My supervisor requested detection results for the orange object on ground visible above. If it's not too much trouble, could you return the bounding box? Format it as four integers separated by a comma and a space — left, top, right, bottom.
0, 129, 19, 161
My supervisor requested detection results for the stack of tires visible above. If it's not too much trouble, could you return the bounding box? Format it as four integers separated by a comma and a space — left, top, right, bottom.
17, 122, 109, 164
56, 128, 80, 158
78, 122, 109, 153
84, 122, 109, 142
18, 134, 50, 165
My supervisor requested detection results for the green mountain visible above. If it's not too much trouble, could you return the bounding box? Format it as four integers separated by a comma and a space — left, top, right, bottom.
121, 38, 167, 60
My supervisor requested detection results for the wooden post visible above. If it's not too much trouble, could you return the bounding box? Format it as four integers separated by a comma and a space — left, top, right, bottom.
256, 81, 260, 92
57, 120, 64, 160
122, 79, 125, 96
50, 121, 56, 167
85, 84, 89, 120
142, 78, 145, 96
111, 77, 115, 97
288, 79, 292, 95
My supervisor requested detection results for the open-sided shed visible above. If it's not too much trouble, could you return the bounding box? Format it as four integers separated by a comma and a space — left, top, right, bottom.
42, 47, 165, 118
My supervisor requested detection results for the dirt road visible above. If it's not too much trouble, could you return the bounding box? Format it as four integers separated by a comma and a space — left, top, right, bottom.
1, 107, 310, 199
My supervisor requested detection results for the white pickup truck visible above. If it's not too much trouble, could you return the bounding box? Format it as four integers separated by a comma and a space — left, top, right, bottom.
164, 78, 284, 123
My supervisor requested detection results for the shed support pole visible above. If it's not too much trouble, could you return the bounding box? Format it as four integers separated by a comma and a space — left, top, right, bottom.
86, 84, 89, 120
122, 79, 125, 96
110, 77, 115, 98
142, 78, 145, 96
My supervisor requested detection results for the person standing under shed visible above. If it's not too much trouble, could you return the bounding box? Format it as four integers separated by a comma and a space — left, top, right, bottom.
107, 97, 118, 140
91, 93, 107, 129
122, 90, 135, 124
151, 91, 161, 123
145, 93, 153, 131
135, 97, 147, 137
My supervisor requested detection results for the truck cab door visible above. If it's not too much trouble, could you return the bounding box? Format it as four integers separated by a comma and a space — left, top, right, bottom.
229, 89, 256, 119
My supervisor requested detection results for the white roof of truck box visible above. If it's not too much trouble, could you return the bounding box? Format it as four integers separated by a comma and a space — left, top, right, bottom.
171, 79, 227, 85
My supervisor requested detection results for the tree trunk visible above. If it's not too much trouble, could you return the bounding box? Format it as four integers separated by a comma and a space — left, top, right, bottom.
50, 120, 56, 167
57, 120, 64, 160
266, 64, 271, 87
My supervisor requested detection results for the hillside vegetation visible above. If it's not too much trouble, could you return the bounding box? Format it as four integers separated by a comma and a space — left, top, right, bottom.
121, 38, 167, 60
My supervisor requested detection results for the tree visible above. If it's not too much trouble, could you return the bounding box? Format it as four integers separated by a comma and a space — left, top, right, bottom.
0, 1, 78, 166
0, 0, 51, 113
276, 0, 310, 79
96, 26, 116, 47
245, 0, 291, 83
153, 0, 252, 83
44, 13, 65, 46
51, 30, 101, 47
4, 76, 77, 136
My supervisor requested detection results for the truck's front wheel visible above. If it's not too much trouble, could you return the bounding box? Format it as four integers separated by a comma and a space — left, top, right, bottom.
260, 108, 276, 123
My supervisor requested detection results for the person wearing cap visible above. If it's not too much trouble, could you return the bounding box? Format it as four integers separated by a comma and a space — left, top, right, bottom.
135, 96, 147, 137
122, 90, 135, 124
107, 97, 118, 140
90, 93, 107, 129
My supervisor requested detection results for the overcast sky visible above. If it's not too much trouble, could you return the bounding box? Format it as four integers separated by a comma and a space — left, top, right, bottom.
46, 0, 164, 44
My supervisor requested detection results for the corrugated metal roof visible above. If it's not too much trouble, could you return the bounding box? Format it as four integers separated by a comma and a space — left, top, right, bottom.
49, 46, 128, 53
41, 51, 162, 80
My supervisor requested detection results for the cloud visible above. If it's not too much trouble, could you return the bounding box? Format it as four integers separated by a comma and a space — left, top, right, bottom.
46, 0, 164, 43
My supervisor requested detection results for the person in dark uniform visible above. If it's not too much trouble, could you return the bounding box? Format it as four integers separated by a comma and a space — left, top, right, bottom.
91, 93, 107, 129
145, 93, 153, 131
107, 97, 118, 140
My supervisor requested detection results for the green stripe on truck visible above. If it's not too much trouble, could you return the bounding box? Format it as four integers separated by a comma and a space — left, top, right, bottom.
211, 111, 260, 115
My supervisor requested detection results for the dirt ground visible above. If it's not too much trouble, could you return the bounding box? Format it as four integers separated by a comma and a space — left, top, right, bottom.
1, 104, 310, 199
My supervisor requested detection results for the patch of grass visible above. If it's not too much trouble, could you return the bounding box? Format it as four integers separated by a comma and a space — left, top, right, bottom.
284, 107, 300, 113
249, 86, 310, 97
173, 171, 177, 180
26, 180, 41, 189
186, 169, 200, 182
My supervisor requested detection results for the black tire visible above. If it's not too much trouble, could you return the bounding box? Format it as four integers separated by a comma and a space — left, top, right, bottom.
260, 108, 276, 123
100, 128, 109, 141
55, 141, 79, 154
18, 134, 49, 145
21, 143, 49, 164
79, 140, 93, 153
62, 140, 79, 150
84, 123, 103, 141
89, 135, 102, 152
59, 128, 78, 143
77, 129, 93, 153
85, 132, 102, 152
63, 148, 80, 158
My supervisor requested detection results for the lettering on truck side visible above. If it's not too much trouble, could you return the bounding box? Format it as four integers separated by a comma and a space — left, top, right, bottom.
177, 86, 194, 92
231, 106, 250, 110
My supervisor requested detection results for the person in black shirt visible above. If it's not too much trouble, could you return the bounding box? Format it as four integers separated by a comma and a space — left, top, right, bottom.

------------------------------------------------------------

» EXERCISE BRIEF
Keeping every line exactly as it is, retype the entries shown above.

» PROBLEM SOLUTION
My supervisor requested detection results for the orange object on ground visible above. If it's not too much trouble, could you return the bounding box? Format it as four integers separated by a comma and a space — left, top, right, bottom.
0, 129, 19, 161
My supervisor requested detection results for the stack of tires visible above. If it's not too much trouble, could you return the bounding box? Format it as four integers separated by a comma and a space — left, top, right, bottom.
17, 122, 109, 164
56, 128, 80, 158
78, 122, 109, 153
84, 122, 109, 142
18, 134, 50, 165
My supervisor requested detection results for the green mountain visible above. If it's not too much trouble, could you return the bounding box? Format it as four integers separated by a comma and a space — left, top, right, bottom.
121, 38, 167, 60
My supervisor requested detection results for the wooden post visible above. If it's not too much trouble, could you return the bounding box? Format it as four integers separated by a comma and a space — left, top, right, bottom.
256, 81, 260, 92
57, 120, 64, 160
122, 79, 125, 96
50, 121, 56, 167
85, 84, 89, 120
142, 78, 145, 96
111, 77, 115, 97
288, 79, 292, 95
My supervisor requested detection results for the open-sided shed visible above. If it's not too much trouble, could you return the bounding box? Format it as four integers separated by a comma and a space — left, top, right, bottom.
42, 47, 165, 118
My supervisor requested detection results for the dirt road visible above. If it's not too much trouble, could you return the bounding box? Format it as four integers separated by a comma and a space — left, top, right, bottom.
1, 107, 310, 199
My supervisor requested detection results for the white pickup truck visible above. If it's not too much trouble, could you return the bounding box? Format it as four integers separated by a comma and a space — left, top, right, bottom.
164, 78, 284, 123
My supervisor requested detection results for the shed support pole visible above. If it's not too much trouble, could you return the bounding box? Format it as four integers separated by a comma and a space — left, top, right, bottom.
86, 84, 89, 120
122, 79, 125, 96
110, 77, 115, 98
142, 78, 145, 96
My supervisor requested detection results for the person standing under shed visible above. If it's not too much trouble, could you return the bounding box? Format it as four integers separated by a comma and a space — left, top, right, bottom.
107, 97, 118, 140
91, 93, 107, 129
122, 90, 135, 124
151, 91, 161, 123
145, 93, 153, 131
135, 97, 147, 137
My supervisor requested detection results for the truck cab door visible above. If it's not too much trouble, could you return the bounding box? Format it as four integers separated by a comma and a space — left, top, right, bottom.
229, 89, 256, 119
My supervisor requested detection results for the white roof of truck box visible above. If it's not too much trouble, could you return the bounding box? Format it as four integers separated by a comma and a space — left, top, right, bottom.
171, 79, 227, 85
My supervisor requested detection results for the tree trunk visible above. If it's not too much trouble, could you return the bounding box? Format it as four integers separated by a comma and a space — left, top, right, bottom.
50, 120, 56, 167
57, 120, 64, 160
266, 64, 271, 87
My supervisor requested detection results for the hillside vegetation visible above. If it's not too much trouble, could you return the bounding box? Format it as four integers separated by a comma and a space — left, top, right, bottom.
121, 38, 167, 60
My supervisor requested detection results for the tree visible above. If it's not too much trouble, could you return the bounding box? Format it as four integers separated by a comma and a space — left, top, right, bottom.
0, 1, 78, 166
0, 0, 51, 113
276, 0, 310, 79
96, 26, 116, 47
245, 0, 291, 83
153, 0, 252, 83
44, 13, 65, 46
51, 30, 101, 47
4, 76, 77, 136
My supervisor requested detection results for the truck's front wheel visible above. If it's not too much trouble, could you return the bounding box? Format it as four integers separated by a comma and a space — left, top, right, bottom.
260, 108, 276, 123
My supervisor requested detection results for the person wearing cap visible above. If it's not too much trouble, could you return the bounding box? Format it as four integers separated by a comma and a space — left, top, right, bottom.
135, 96, 147, 137
122, 90, 135, 124
107, 97, 118, 140
90, 93, 107, 129
My supervisor requested detection results for the overcast sky visible above. If it's not too much trouble, could you return the bounding box? Format it as four integers separated by a comma and a space — left, top, right, bottom.
46, 0, 164, 44
My supervisor requested detection results for the corrugated metal roof visible above. If it's not too much trouble, could you return the bounding box? Format it as four integers separated by a comma and a space — left, top, right, bottom.
49, 46, 128, 53
41, 51, 162, 80
My supervisor requested detection results for the cloud visible above. If it's not too much trouble, could you return the bounding box? Format it as four integers separated by a comma and a space — left, top, right, bottom.
46, 0, 164, 43
My supervisor requested detection results for the person in dark uniform visible above. If it's not too much trouble, could you return the bounding box? Format it as four integers separated by a comma and a space — left, top, right, bottom.
91, 93, 107, 129
145, 93, 153, 131
107, 97, 118, 140
My supervisor requested detection results for the green stripe on truck visible above. If it's not too much trouble, could you return the bounding box? Format it as four integers separated by a comma and a space — left, top, right, bottom.
211, 111, 260, 115
My supervisor requested detection results for the dirt ground visible above. If it's not too much trouble, could you return the bounding box? Format it as four integers separated by a comma and a space — left, top, right, bottom.
1, 104, 310, 199
My supervisor requested detection results for the patch of grass visible above. If it's not too much trouble, could you return the bounding box? Format it as four integers separated by a comma and a space — left, top, right, bottom.
284, 107, 300, 113
249, 86, 310, 97
173, 171, 177, 180
26, 180, 41, 189
186, 169, 200, 182
My supervisor requested detection results for the black tire visible above. If it's not too much trouble, could you return the bounding box? Format it as four integers separated by a comma and a space — left, top, right, bottom.
260, 108, 276, 123
100, 128, 109, 141
55, 141, 79, 154
18, 134, 49, 145
21, 143, 49, 164
79, 140, 93, 153
62, 140, 79, 150
84, 123, 103, 141
89, 135, 102, 152
59, 128, 78, 143
77, 129, 93, 153
85, 132, 102, 152
63, 148, 80, 158
My supervisor requested detection results for the lettering on truck side visible above. If it's not too much trouble, could you return the bounding box? Format it as four integers separated by a comma and a space — left, top, right, bottom.
177, 86, 194, 92
231, 106, 250, 110
My supervisor requested detection results for the person in black shirt visible above. If it's not too much trouble, could you return the bounding box? Format it as four integers separated by a comma and a space — left, top, right, bottom.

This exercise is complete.